_WRITTEN TASK_
Could you set out all the lines below as a JSON list of strings, one string per line, with any blank lines left out?

_MATERIAL PROVIDED_
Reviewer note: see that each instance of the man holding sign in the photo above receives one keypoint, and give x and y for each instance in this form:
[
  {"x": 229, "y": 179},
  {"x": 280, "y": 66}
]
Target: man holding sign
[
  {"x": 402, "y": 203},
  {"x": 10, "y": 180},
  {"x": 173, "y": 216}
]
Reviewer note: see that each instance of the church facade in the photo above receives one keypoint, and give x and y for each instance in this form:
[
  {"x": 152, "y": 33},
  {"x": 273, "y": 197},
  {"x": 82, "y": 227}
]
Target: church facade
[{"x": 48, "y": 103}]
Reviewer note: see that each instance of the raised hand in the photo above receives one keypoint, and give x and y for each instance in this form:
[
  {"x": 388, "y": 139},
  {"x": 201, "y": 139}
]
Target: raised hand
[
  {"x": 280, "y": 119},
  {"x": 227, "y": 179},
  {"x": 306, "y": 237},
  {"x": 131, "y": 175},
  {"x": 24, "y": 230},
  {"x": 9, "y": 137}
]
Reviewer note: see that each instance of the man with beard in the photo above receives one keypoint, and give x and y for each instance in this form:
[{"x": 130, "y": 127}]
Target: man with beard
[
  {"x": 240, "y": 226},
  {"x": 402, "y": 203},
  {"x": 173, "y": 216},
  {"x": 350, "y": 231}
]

_SOLUTION TO THIS EXERCISE_
[
  "Reviewer note: see that each instance of the man holding sign in the photo above receives one keypoint, and give x and y for each instance in this form:",
  "[",
  "  {\"x\": 229, \"y\": 179},",
  "  {\"x\": 280, \"y\": 66}",
  "]",
  "Target: man holding sign",
  "[",
  "  {\"x\": 402, \"y\": 203},",
  "  {\"x\": 10, \"y\": 180},",
  "  {\"x\": 173, \"y\": 216}",
  "]",
  "Reviewer note: see that each instance of the church facade in the photo above receives one keypoint, and give x and y for each instance in this form:",
  "[",
  "  {\"x\": 152, \"y\": 33},",
  "  {\"x\": 273, \"y\": 197},",
  "  {\"x\": 82, \"y\": 227}",
  "]",
  "Target: church facade",
  "[{\"x\": 48, \"y\": 103}]",
  "Reviewer note: see that each instance of the raised hand in the photo above receives one keypoint, and give x and y for each instance in this form:",
  "[",
  "  {\"x\": 388, \"y\": 139},",
  "  {\"x\": 201, \"y\": 139}",
  "]",
  "Target: raised hand",
  "[",
  "  {\"x\": 280, \"y\": 119},",
  "  {\"x\": 227, \"y\": 179},",
  "  {\"x\": 306, \"y\": 237},",
  "  {\"x\": 131, \"y\": 175},",
  "  {\"x\": 24, \"y\": 230},",
  "  {\"x\": 9, \"y\": 137}",
  "]",
  "Reviewer note: see that each instance of the man with beard in the photo above receives one keypoint, and give x and y for each instance in this form:",
  "[{\"x\": 130, \"y\": 127}]",
  "Target: man with beard",
  "[",
  "  {\"x\": 240, \"y\": 226},",
  "  {\"x\": 402, \"y\": 203},",
  "  {\"x\": 173, \"y\": 216},",
  "  {\"x\": 350, \"y\": 231}",
  "]"
]